§ **What is required**: Change "pointer" to "marker" throughout the rows below and give all the rows again with nothing else altered. Leave the pictures out.

──────── Information shown ────────

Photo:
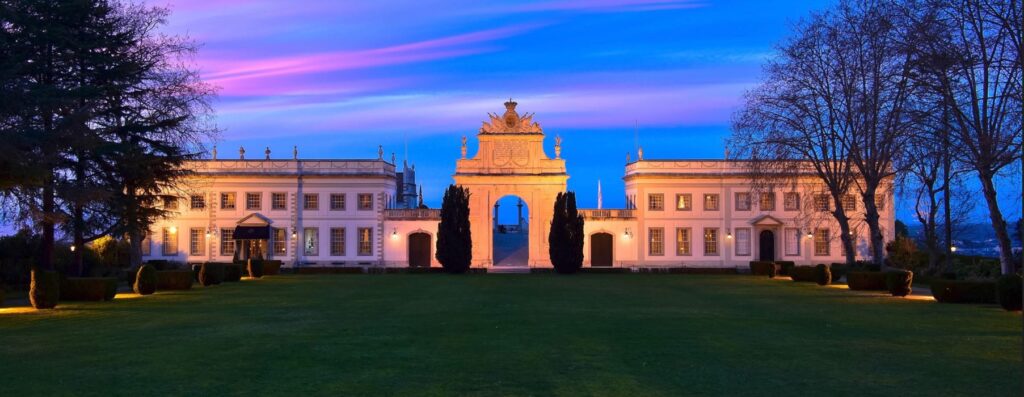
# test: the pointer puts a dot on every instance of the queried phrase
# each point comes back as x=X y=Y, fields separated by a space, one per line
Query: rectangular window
x=849 y=203
x=226 y=243
x=742 y=201
x=170 y=203
x=743 y=243
x=310 y=241
x=279 y=201
x=366 y=202
x=711 y=241
x=196 y=241
x=793 y=241
x=655 y=202
x=147 y=244
x=254 y=202
x=821 y=203
x=197 y=202
x=767 y=202
x=684 y=202
x=280 y=240
x=366 y=241
x=822 y=245
x=337 y=202
x=170 y=241
x=792 y=202
x=338 y=241
x=711 y=202
x=227 y=201
x=310 y=202
x=655 y=241
x=682 y=240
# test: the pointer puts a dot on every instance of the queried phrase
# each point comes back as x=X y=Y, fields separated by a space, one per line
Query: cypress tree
x=455 y=245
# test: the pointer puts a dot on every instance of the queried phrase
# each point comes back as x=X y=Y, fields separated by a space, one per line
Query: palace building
x=680 y=213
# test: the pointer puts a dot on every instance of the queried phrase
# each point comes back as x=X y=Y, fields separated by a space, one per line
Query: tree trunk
x=998 y=224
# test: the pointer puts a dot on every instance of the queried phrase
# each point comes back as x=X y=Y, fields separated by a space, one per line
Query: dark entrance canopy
x=252 y=232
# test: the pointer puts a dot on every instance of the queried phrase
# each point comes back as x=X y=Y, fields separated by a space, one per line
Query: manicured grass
x=512 y=335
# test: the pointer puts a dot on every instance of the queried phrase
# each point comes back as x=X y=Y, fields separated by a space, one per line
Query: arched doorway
x=511 y=231
x=419 y=250
x=600 y=250
x=767 y=243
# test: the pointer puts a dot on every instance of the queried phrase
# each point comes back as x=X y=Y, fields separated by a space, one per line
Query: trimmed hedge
x=211 y=273
x=255 y=268
x=866 y=280
x=963 y=291
x=822 y=274
x=785 y=267
x=764 y=268
x=174 y=279
x=44 y=292
x=1008 y=290
x=145 y=280
x=88 y=289
x=232 y=272
x=271 y=267
x=899 y=282
x=804 y=273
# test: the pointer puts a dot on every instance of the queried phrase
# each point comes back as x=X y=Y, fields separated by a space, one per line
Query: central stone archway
x=511 y=161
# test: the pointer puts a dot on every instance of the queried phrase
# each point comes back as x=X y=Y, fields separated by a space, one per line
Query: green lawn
x=512 y=335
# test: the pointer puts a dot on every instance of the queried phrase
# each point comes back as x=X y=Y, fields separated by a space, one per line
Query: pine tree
x=566 y=236
x=455 y=244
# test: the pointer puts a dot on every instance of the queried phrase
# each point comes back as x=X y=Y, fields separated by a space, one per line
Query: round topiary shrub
x=255 y=268
x=45 y=289
x=1008 y=292
x=822 y=274
x=145 y=280
x=899 y=281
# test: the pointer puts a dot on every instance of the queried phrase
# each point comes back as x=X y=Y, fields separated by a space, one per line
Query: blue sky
x=338 y=78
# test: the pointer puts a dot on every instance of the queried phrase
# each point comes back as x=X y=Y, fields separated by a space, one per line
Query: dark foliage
x=88 y=289
x=44 y=292
x=455 y=243
x=145 y=280
x=963 y=291
x=566 y=237
x=899 y=282
x=1009 y=292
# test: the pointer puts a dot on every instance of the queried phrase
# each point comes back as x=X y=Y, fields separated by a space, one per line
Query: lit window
x=310 y=241
x=338 y=241
x=366 y=241
x=279 y=202
x=767 y=202
x=226 y=243
x=822 y=246
x=254 y=202
x=170 y=241
x=711 y=241
x=227 y=201
x=196 y=239
x=366 y=202
x=792 y=202
x=742 y=202
x=684 y=202
x=743 y=241
x=655 y=241
x=655 y=202
x=711 y=202
x=198 y=202
x=337 y=202
x=683 y=240
x=310 y=202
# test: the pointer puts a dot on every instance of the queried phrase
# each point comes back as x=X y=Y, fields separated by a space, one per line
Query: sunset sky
x=338 y=78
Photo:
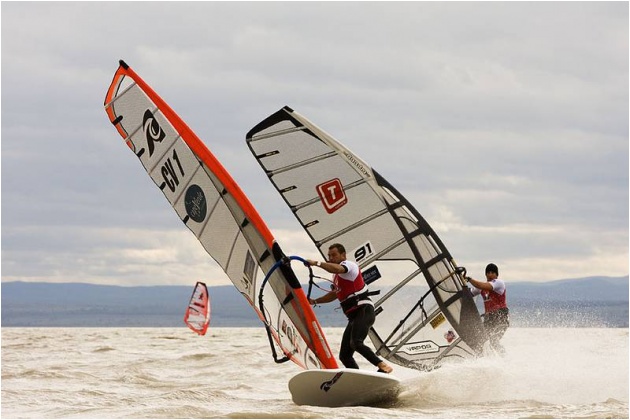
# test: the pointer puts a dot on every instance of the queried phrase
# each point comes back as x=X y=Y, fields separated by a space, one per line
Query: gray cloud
x=506 y=124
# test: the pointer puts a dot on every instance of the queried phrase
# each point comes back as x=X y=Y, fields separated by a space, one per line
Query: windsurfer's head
x=336 y=253
x=492 y=268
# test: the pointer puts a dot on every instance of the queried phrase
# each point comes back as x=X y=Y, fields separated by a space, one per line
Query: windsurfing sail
x=197 y=316
x=425 y=312
x=211 y=204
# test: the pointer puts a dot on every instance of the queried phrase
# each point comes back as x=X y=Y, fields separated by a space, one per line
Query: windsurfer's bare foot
x=384 y=367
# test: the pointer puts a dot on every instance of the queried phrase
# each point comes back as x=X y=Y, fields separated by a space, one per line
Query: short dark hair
x=492 y=268
x=340 y=248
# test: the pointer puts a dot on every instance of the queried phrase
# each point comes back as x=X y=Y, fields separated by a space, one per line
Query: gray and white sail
x=425 y=312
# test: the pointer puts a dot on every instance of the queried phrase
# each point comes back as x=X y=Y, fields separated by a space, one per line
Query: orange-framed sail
x=216 y=210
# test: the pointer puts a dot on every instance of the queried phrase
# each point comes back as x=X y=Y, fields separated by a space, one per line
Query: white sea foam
x=173 y=373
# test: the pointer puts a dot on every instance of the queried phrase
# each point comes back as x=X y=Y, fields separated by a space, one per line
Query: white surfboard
x=343 y=387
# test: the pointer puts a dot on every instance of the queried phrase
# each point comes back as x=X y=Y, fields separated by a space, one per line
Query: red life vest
x=348 y=288
x=493 y=301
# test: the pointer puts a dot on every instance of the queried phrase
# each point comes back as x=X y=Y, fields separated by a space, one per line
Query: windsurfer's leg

────────

§ **Task response**:
Photo:
# test: the marker puts a dot on every instance of the queried phrase
# each point comes back as x=X y=Y, fields separated by a space, one per line
Query: rectangular window
x=849 y=203
x=226 y=243
x=742 y=201
x=170 y=203
x=743 y=243
x=310 y=241
x=279 y=201
x=366 y=202
x=711 y=241
x=196 y=241
x=793 y=241
x=655 y=202
x=147 y=244
x=254 y=202
x=821 y=203
x=197 y=202
x=767 y=202
x=684 y=202
x=280 y=240
x=366 y=241
x=822 y=245
x=337 y=202
x=170 y=241
x=792 y=202
x=338 y=241
x=711 y=202
x=227 y=201
x=310 y=202
x=655 y=241
x=682 y=240
# test: the marker puts a dot on every instance of the queried phrase
# each point comes back as x=X y=Y, fields separated by a space, one per line
Query: cypress tree
x=455 y=245
# test: the marker puts a dot on every instance of the queried phrase
# each point comes back as x=X y=Y, fields separated by a space, one per line
Query: palace building
x=680 y=213
# test: the marker puts a dot on every instance of the queried phrase
# each point comes back as x=X y=Y, fields separated by a space, one per line
Query: tree trunk
x=998 y=224
# test: the marker puts a dot on every instance of the queried phrase
# each point comes back as x=X y=Y, fields separated by a space, one per line
Query: dark entrance canopy
x=252 y=232
# test: the marker puts a dot on every instance of the queried phrase
# each point comes back as x=X y=Y, fields separated by a space, one per line
Query: manicured grass
x=512 y=335
# test: the marker puts a dot on every instance of the queried phrase
# each point comes back as x=X y=Y, fields separated by a space, one per line
Query: arched doorway
x=511 y=231
x=419 y=250
x=600 y=250
x=767 y=243
# test: the marker puts a dot on every instance of the queried phrase
# each point comes back as x=X y=Y, fields separated by a space, one per line
Query: trimmed hedge
x=211 y=273
x=255 y=268
x=866 y=280
x=963 y=291
x=822 y=274
x=785 y=267
x=764 y=268
x=174 y=279
x=44 y=292
x=1008 y=290
x=145 y=280
x=88 y=289
x=232 y=272
x=271 y=267
x=899 y=282
x=804 y=273
# test: the marker puts a dot on every instance of the queried phrase
# each point comes back as x=X y=Y, fields separated by a space, one per line
Query: central stone archway
x=511 y=161
# test: the marker puts a dot on every instance of the queried phrase
# each point comes back as x=X y=Y, fields separated by a space, one per line
Query: green lawn
x=512 y=335
# test: the marker puts a dot on every instance of the queried phrase
# each point comes back as x=X y=Y, fields separated by a space, one per line
Query: pine tree
x=566 y=236
x=455 y=244
# test: the marker puts a dot on every instance of the queried phrase
# each point comes back as x=X y=Y, fields separated by a space, one per line
Query: round topiary shrub
x=255 y=268
x=45 y=289
x=1008 y=292
x=822 y=274
x=145 y=280
x=899 y=281
# test: the marker puts a dot on every instance of the queried phrase
# each point comes back as x=X y=Y, fields separated by a space, one per line
Query: blue sky
x=338 y=78
# test: the marker puts a dot on every instance of the queried phrase
# each point comes back as x=X y=Y, fields separated by a space, one per line
Query: dark foliage
x=88 y=289
x=44 y=292
x=455 y=243
x=145 y=280
x=963 y=291
x=566 y=237
x=899 y=282
x=1009 y=292
# test: the marker puts a dot on every instance of the queried phrase
# each point comes back as x=X y=Y, fields separated by a space, one per line
Query: lit window
x=310 y=241
x=338 y=241
x=366 y=241
x=279 y=202
x=767 y=202
x=226 y=243
x=822 y=246
x=254 y=202
x=170 y=241
x=711 y=241
x=227 y=201
x=196 y=239
x=366 y=202
x=792 y=202
x=742 y=202
x=684 y=202
x=743 y=241
x=655 y=241
x=655 y=202
x=711 y=202
x=198 y=202
x=337 y=202
x=683 y=240
x=310 y=202
# test: the marker puts a dot on every instance of the queried phrase
# each point comes back as x=X y=Y, fields separated by a space, one per line
Query: sunset sky
x=338 y=78
Photo:
# test: the marker puts a dot on every instance of the queried phrase
# each point comes back as x=X y=Y, fields separated by a space, one per line
Query: gray cloud
x=506 y=124
# test: the marker puts a dot on every instance of the queried phrase
# each point comes back as x=X y=Y, fields separated by a space, one per line
Query: windsurfer's head
x=336 y=253
x=492 y=268
# test: the marker puts a dot on every instance of the queried phrase
# each point comes back as x=X y=Y, fields separated by a space, one per line
Query: windsurfing sail
x=197 y=316
x=425 y=312
x=211 y=204
# test: the marker puts a dot on every instance of the queried phrase
# each point comes back as x=X y=Y, fields separated by a space, one per line
Query: windsurfer's bare foot
x=384 y=367
# test: the marker puts a dot on every instance of the queried phrase
# each point comes back as x=X y=Y, fields separated by a space, one per line
Query: short dark hair
x=492 y=268
x=340 y=248
# test: the marker puts a dot on every instance of the queried phrase
# each point comes back as x=X y=Y, fields separated by a space, one per line
Query: gray and white sail
x=425 y=312
# test: the marker puts a dot on every instance of the queried phrase
# each point comes back as x=X y=Y, fields separated by a space, one per line
Query: orange-framed sail
x=216 y=210
# test: the marker puts a dot on every instance of the queried phrase
# each point comes back as x=X y=Y, fields separated by a space, one per line
Query: white sea foam
x=173 y=373
# test: the marker puts a dot on every instance of the queried phrase
# each point comes back as x=X y=Y, fields separated by a space, one per line
Query: white surfboard
x=343 y=387
# test: the marker puts a dot on every instance of the queried phrase
# each point comes back as x=X y=Y, fields separated by a space, one per line
Query: red life vest
x=348 y=288
x=493 y=301
# test: the marker puts a dot on every instance of the queried phrase
# each point comes back as x=X y=Y, fields separated by a space, one per line
Query: windsurfer's leg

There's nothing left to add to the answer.